Copy all records verbatim.

== Data extract ==
------------------------------------

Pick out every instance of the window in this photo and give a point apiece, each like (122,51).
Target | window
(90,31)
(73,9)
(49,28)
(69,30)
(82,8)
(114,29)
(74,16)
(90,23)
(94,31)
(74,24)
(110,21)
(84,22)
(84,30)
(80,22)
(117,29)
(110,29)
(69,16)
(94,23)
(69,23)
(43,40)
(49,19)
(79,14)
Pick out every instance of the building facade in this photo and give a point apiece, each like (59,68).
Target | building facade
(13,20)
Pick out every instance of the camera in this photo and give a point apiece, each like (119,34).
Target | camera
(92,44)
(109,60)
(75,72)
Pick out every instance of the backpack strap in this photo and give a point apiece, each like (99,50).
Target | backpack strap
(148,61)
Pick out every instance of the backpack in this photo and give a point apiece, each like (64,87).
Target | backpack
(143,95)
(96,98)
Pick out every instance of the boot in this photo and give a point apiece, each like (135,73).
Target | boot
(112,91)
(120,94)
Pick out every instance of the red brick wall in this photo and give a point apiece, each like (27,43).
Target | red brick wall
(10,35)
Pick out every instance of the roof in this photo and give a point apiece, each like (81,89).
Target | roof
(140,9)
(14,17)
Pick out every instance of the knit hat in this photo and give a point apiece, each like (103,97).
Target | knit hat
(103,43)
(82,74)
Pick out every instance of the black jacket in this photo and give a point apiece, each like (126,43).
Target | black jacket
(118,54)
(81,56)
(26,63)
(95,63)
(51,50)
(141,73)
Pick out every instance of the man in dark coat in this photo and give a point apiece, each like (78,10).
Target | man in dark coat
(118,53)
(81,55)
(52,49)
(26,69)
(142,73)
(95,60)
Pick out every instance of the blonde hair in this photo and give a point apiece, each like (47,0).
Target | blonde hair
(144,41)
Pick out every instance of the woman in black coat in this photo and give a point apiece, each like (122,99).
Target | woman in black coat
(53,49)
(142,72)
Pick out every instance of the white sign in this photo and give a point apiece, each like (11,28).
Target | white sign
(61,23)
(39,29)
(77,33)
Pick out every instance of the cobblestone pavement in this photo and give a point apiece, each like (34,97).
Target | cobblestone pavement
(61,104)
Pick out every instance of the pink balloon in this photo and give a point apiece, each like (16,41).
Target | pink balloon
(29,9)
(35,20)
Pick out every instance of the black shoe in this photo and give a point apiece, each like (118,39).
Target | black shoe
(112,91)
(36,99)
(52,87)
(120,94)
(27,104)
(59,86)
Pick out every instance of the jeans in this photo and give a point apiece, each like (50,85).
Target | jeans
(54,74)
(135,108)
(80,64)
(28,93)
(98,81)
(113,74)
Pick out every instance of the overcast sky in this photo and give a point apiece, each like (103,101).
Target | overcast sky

------------------------------------

== Solution for this exercise ==
Pick out every instance of the window in this photo and give a point apiece, each like (122,51).
Target | window
(90,31)
(73,9)
(49,28)
(69,30)
(82,8)
(114,29)
(74,16)
(90,23)
(94,31)
(74,24)
(110,21)
(84,22)
(84,30)
(80,22)
(117,29)
(110,29)
(69,16)
(94,23)
(69,23)
(43,40)
(49,19)
(79,14)
Pick out every instance of the building facade in this photo and give a point apiece, each like (59,68).
Target | building facade
(13,20)
Pick out every instance of the camera in this photo and give a point apiece, each like (119,34).
Target | camera
(92,44)
(109,60)
(75,72)
Pick out every instance of the backpack strap in this photo and give a point apiece, each like (99,50).
Target | backpack strap
(148,61)
Pick out every instance of the backpack in this photo and give a point apiece, each like (64,87).
Target | backpack
(143,95)
(96,98)
Pick out every instance of the boot in this photo and give a point apiece, each like (135,73).
Target | boot
(112,91)
(120,94)
Pick out every instance of the red brick wall in this photo and give a point apiece, each like (27,43).
Target | red brick wall
(10,35)
Pick out every instance of the roof in this photo and give a point apiece, each like (81,89).
Target | roof
(140,9)
(14,17)
Pick out every instance of the knit hat in this photo and give a point apiece, each like (103,97).
Target | knit hat
(103,43)
(82,74)
Pick out every instance of the black jacket in this photo and give a point apiece, each like (126,43).
Target | black jacket
(118,54)
(81,56)
(26,63)
(95,63)
(51,50)
(141,73)
Pick out every instance of the man in dark coat in this photo and give a point apiece, each like (78,10).
Target | man in dark coat
(118,53)
(81,55)
(52,49)
(26,69)
(142,73)
(95,60)
Pick out every instance of the blonde hair in this photo and give a point apiece, each like (47,0).
Target | blonde hair
(144,41)
Pick out every instance of the woman in black coat in this photo and give a point apiece, each like (122,99).
Target | woman in black coat
(53,49)
(142,72)
Pick out every instance of the white sign in this photo and give a point apiece, each like (11,28).
Target | white sign
(61,23)
(39,29)
(77,33)
Pick out every instance of the cobblestone pavement in this photo and give a point apiece, each like (34,97).
Target | cobblestone pavement
(61,104)
Pick out every instance of the pink balloon in this photo and give a point apiece, each like (16,41).
Target | pink balloon
(29,9)
(35,20)
Pick out every instance of the black shoe in this photo and give a point apiece, each like (118,39).
Target | black shoe
(112,91)
(36,99)
(52,87)
(120,94)
(27,104)
(59,86)
Pick out every instance of the jeans in this photo and give a point apiece, each like (50,85).
Target | jeans
(54,74)
(135,108)
(80,64)
(28,93)
(98,81)
(113,74)
Pick out every instance of the overcast sky in this photo and give a point apiece, each like (103,101).
Target | overcast sky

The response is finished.